Dataset extract:

┄┄┄┄┄┄┄┄┄┄┄┄┄┄┄┄┄┄┄┄

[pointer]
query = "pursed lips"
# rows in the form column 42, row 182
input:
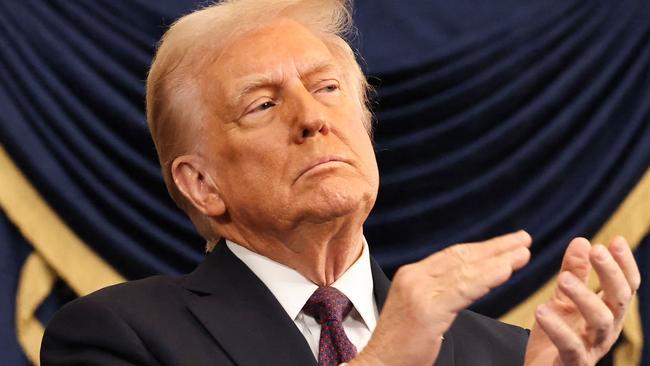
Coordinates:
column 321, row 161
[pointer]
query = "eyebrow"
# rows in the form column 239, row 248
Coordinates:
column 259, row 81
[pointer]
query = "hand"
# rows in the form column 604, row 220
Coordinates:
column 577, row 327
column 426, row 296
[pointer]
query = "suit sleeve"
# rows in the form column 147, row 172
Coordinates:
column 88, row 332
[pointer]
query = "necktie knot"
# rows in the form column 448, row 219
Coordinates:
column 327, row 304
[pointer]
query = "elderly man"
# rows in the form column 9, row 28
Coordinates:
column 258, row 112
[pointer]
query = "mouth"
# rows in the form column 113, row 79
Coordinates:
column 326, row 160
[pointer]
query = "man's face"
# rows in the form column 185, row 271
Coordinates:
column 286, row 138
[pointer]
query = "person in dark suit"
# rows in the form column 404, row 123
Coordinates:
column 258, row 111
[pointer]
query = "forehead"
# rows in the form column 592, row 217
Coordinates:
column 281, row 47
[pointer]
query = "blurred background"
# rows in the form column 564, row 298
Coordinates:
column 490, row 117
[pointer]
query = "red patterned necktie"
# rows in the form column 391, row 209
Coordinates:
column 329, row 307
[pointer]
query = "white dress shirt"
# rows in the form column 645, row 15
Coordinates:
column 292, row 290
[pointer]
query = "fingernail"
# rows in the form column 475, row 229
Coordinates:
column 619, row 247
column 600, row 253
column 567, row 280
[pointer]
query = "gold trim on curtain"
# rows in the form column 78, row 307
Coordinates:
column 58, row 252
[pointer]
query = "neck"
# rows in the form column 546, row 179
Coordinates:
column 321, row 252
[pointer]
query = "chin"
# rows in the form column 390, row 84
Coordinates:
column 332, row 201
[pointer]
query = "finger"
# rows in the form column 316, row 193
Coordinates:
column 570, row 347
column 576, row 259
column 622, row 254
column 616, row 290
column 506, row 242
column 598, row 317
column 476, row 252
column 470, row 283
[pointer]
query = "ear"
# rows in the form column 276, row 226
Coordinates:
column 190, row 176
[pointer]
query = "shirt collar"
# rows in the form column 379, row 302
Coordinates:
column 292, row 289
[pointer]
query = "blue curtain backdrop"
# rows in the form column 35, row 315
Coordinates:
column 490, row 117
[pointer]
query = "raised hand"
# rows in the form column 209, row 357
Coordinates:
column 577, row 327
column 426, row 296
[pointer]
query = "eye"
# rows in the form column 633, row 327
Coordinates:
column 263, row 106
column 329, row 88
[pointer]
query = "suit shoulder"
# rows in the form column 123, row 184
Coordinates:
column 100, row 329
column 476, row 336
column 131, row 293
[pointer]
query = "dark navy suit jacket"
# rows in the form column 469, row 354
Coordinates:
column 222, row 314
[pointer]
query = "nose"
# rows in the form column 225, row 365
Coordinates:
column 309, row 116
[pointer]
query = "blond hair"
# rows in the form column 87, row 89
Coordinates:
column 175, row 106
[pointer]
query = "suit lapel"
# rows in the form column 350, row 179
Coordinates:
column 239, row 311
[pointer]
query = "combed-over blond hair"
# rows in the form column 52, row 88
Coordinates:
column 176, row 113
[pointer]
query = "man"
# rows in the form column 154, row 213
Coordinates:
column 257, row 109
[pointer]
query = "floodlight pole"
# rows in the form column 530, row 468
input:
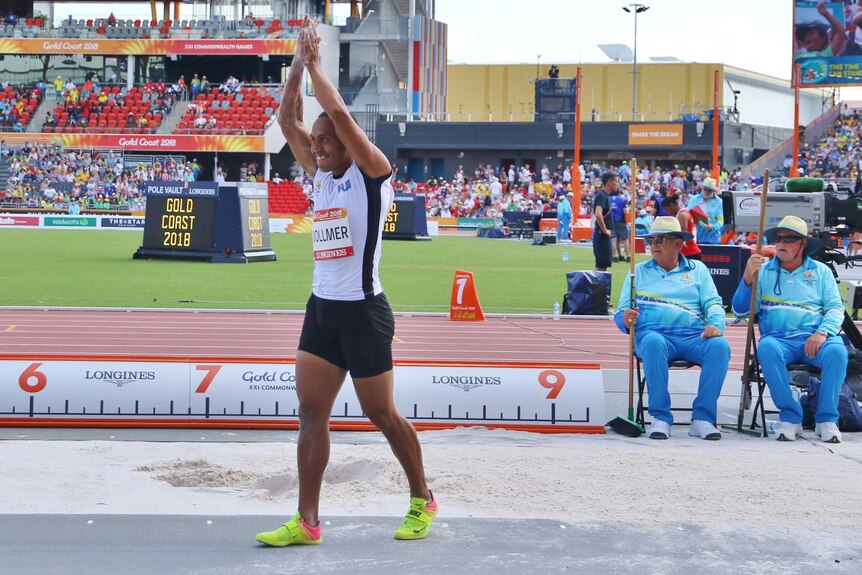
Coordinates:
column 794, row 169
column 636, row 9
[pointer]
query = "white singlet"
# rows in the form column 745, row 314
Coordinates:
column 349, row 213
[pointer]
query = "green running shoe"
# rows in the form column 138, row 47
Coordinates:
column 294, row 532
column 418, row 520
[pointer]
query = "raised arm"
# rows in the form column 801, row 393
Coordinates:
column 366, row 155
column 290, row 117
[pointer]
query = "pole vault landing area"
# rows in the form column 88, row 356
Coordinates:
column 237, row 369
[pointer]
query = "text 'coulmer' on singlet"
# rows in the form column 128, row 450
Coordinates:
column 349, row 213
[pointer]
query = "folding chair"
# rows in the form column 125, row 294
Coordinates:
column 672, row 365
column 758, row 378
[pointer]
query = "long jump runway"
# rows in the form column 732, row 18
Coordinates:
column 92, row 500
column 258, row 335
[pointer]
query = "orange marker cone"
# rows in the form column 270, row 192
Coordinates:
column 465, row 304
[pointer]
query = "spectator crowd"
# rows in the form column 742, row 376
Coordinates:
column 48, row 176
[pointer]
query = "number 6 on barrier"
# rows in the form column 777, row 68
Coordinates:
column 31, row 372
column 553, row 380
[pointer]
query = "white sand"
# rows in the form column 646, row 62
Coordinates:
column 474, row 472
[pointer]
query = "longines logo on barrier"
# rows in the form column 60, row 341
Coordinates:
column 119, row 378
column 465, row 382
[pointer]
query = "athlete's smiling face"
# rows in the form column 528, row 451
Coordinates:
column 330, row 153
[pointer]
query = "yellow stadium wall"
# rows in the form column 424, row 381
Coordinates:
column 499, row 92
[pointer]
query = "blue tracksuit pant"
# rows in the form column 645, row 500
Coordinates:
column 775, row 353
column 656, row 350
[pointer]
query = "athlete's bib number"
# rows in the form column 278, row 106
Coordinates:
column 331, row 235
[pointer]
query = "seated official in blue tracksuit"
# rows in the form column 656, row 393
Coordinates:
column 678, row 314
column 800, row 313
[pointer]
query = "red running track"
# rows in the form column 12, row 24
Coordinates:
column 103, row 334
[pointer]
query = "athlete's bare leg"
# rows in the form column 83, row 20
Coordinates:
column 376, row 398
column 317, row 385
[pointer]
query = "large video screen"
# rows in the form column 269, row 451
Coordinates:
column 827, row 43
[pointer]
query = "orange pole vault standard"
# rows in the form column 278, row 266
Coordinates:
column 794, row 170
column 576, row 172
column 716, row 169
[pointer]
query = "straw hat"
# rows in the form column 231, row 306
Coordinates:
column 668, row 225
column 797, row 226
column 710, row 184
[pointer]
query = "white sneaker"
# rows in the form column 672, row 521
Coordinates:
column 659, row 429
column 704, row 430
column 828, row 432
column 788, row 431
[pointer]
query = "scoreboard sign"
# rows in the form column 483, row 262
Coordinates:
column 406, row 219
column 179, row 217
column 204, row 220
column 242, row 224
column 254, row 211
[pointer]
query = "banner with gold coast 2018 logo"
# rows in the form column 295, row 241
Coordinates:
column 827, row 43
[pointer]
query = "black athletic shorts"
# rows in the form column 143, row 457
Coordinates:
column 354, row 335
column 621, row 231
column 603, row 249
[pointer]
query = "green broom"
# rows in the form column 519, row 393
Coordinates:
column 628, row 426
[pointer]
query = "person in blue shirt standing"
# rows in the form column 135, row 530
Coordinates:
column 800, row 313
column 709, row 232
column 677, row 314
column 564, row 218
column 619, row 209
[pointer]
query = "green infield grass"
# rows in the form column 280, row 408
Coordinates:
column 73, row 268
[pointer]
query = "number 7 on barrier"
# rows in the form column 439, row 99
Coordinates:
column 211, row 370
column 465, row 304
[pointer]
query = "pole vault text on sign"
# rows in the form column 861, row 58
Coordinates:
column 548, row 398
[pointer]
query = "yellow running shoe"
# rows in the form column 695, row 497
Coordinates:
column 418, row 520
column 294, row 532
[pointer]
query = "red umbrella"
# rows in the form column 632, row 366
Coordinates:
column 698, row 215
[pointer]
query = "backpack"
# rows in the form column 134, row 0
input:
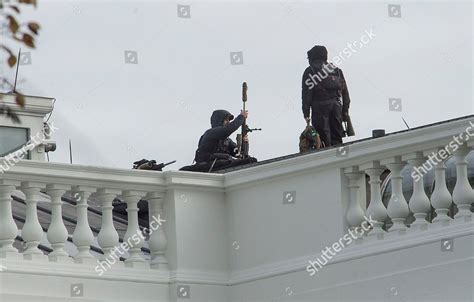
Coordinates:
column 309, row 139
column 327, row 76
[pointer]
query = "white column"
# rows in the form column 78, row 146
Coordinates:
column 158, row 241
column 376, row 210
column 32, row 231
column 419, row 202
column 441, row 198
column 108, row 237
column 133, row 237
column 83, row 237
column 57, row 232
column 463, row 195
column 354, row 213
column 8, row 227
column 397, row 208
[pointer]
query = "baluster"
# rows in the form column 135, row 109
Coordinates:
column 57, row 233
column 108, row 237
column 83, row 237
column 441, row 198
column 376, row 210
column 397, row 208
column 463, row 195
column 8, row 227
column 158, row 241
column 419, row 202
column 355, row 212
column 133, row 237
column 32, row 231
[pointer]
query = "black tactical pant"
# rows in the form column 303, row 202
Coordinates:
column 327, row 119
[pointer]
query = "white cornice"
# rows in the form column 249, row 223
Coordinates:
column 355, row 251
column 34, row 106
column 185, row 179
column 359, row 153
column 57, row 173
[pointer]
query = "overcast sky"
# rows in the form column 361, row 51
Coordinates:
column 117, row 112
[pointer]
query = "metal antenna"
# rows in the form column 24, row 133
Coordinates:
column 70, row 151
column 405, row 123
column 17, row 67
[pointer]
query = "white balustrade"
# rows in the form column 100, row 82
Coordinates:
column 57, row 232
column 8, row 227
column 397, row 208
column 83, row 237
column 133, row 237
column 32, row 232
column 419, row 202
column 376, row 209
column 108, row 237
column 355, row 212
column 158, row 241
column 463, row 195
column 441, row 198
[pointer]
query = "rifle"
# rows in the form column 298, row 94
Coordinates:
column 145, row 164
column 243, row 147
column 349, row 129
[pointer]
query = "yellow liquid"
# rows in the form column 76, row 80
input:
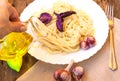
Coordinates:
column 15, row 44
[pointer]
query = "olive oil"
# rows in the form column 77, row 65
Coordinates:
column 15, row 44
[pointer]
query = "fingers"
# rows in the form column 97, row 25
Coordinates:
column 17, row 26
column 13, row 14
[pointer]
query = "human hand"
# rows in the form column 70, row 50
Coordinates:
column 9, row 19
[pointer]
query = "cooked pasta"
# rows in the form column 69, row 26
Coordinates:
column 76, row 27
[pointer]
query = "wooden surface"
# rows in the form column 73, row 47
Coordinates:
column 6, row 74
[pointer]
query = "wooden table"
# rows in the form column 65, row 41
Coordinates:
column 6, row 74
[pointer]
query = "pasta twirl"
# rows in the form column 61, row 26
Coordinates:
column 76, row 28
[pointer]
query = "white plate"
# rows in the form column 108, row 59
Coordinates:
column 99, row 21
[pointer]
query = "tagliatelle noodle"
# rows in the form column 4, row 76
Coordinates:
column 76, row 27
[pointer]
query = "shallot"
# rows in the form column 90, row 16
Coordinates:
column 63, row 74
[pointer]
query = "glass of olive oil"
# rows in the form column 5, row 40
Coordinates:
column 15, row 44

┄┄┄┄┄┄┄┄┄┄┄┄┄┄┄┄┄┄┄┄

Prompt:
Find every line of the data that holds the string "barrier", then say how many there are and nothing else.

Final answer:
3